#### TASKS TO COMPLETE
1: Based on the exhibition review, decide whether each statement below agrees with it. Answer yes or no for each, and quote the words of the review that decide it.
(a) The show is the first solo exhibition of Schiciano's work in the Boston area.
(b) Gallery XIV first opened in Boston's Back Bay.
(c) Gallery XIV moved to its present location in 2008.
2: List every title of a Schiciano painting that the exhibition review names.
3: Answer each question from the exhibition review.
(a) How many paintings hang in the gallery?
(b) Through what date does the show run?
(c) What is Fyodor Dostoevsky wearing in his portrait?
-- GIVEN TEXT follows --
Kerr described Schiciano's miniature portraits as "shocking, funny, thought-provoking and sensitive."

"These works are themselves both historical and timely in challenging established ideologies and historical narratives," he said.

The show, which runs through Nov. 29, represents the first solo exhibition of Schiciano's work in the Boston area.

Measuring about 5 1/2 by 3 1/2 inches, each painting features a largely realistic portrait of a famous person in a familiar pose almost always undercut by small ironic flourishes meant to subvert their popular images.

Schiciano's ironic and sometimes gonzo humor reveals itself in virtually every portrait.

Looking troubled, painter James Whistler imagines his dour, disapproving mother via a speech balloon in a 7-by-5-inch painting titled "The Oedipus Complex." Resembling the advertising logo for Planter's Peanuts, scientist George Washington Carver is depicted wearing a monocle and top hat emblazoned with "Mr. Peanut."

Hanging at shoulder height, the 60 canvas-mounted paintings extend around the gallery's burnt sienna-tinted walls like a cavalcade of famous faces.

Above a portrait of reclusive poetess Emily Dickinson, Schiciano has added the Facebook logo to the 5-by-3-1/2-inch image titled "Social Butterfly." A benign Mahatma Ghandi dreams up a cloudburst of A-bombs in "From India with Love."

Hilarious or merely a chuckle? Astute social commentary or just a gimmick out of "Trivial Pursuit?" That depends on you.

Kerr described Schiciano's paintings as "masterpieces like little jewels."

"Hanging pieces like these makes a great narrative. I wanted a big show of small pieces," he said Wednesday. "Sal's paintings are so appropriate to this space. This space is so haunted. It becomes so charged because what's coming off the wall."

Kerr said he's followed Schiciano's development since he submitted work when Gallery XIV was in Boston. "Sal was an artist I wanted to work with. He was like an artist from the 18th century. He had technical skills, ability and craft. And Sal's really an ideas guy," he said.

After initially opening in Boston's South End, Gallery XIV moved to its present location in a spacious gallery in 2008 where it hosts exhibitions of emerging and established artists often with an international flavor.

Rarely resorting to the obvious, Schiciano's portraits work on both a visual and intellectual level.

In "Paint by Number: 1. Chinese Red," Chairman Mao is depicted as a paint-by-numbers image in which everywhere is supposed to be red. Gazing into the ink blots for which he's known, Hermann Rorschach sees his own mother in a demonic mask.

In "Cameo Appearance," Schiciano sets filmmaker Alfred Hitchcock's familiar silhouette into a circular setting like the namesake jewelry.

In general, "getting" the jokes embedded in these portraits with their punning captions sometimes requires more cultural awareness than getting the questions right in "Who Wants to be a Millionaire."

Schiciano inserts in the portraits several literary teasers worthy of "Jeopardy."

To understand why Russian author Fyodor Dostoevsky is wearing a dunce cap, viewers would need to know he wrote a novel titled "The Idiot." Readers of Robert Frost's poetry will know why he's looking at a dead end sign in "Is that why it's less traveled."
-- GIVEN TEXT concluded --
-- DATA SUPPLIED follows --
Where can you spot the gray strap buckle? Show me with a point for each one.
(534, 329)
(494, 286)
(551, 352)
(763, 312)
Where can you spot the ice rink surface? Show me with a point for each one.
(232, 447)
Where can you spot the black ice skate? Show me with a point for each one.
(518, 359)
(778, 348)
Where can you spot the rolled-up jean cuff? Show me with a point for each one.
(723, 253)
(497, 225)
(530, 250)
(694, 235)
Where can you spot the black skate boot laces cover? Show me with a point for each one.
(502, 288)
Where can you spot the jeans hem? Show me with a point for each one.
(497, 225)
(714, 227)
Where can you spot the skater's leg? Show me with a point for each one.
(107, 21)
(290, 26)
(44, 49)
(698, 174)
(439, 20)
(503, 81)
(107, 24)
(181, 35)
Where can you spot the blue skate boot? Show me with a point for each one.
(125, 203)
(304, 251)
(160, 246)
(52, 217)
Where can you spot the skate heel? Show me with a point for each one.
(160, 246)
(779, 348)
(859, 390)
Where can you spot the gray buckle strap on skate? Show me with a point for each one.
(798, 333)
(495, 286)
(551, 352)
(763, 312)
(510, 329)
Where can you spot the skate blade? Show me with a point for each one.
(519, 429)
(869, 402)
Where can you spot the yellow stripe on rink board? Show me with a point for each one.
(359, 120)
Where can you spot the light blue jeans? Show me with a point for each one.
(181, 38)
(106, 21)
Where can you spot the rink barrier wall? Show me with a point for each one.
-- DATA SUPPLIED concluded --
-- DATA SUPPLIED follows --
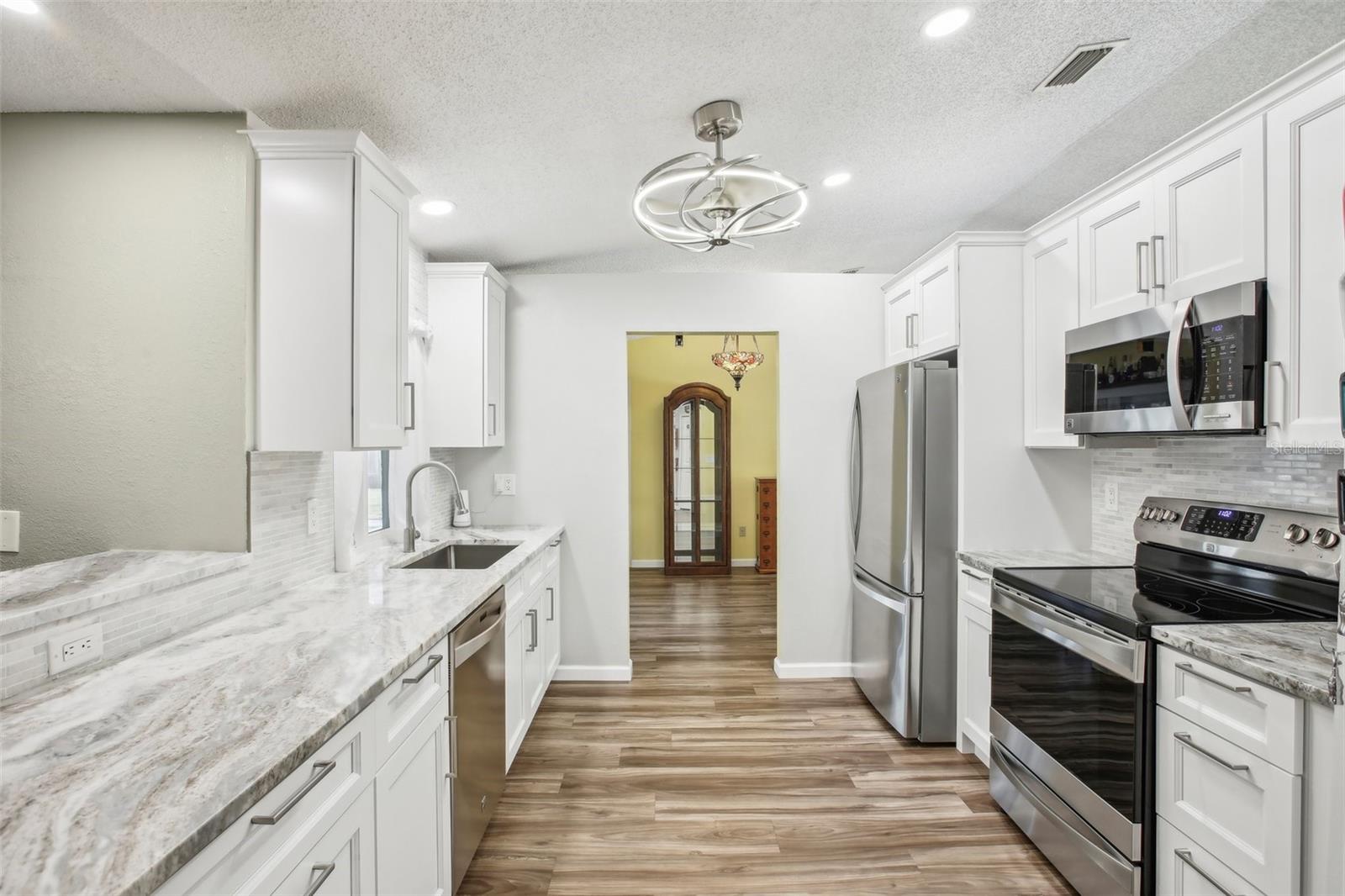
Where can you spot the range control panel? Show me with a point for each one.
-- DATA SUPPLIED concluded --
-- DATA SUPPLIED follows --
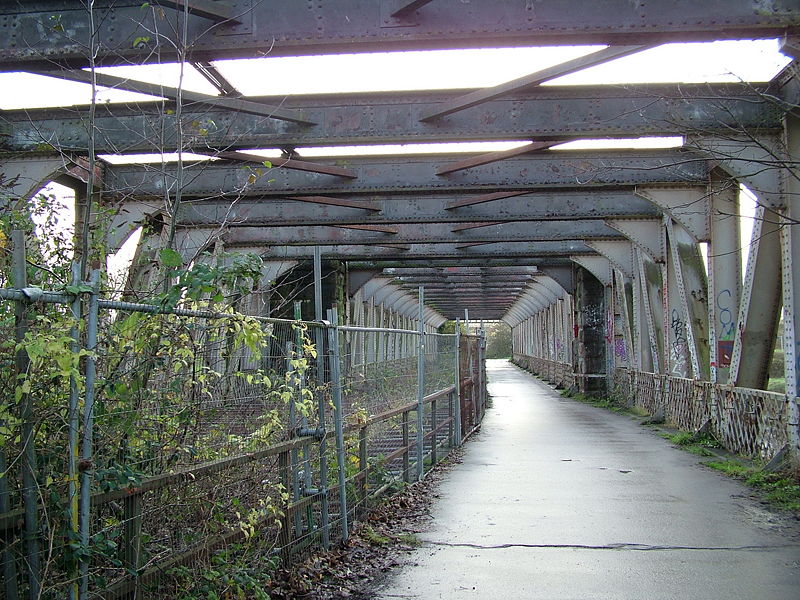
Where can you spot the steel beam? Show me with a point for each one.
-- DATA SUPPLIED concluded --
#### ANSWER SECTION
1:
(a) Yes: "represents the first solo exhibition of Schiciano's work in the Boston area"
(b) No: "After initially opening in Boston's South End"
(c) Yes: "moved to its present location in a spacious gallery in 2008"

2:
- "The Oedipus Complex"
- "Social Butterfly"
- "From India with Love"
- "Paint by Number: 1. Chinese Red"
- "Cameo Appearance"
- "Is that why it's less traveled"

3:
(a) 60
(b) Nov. 29
(c) A dunce cap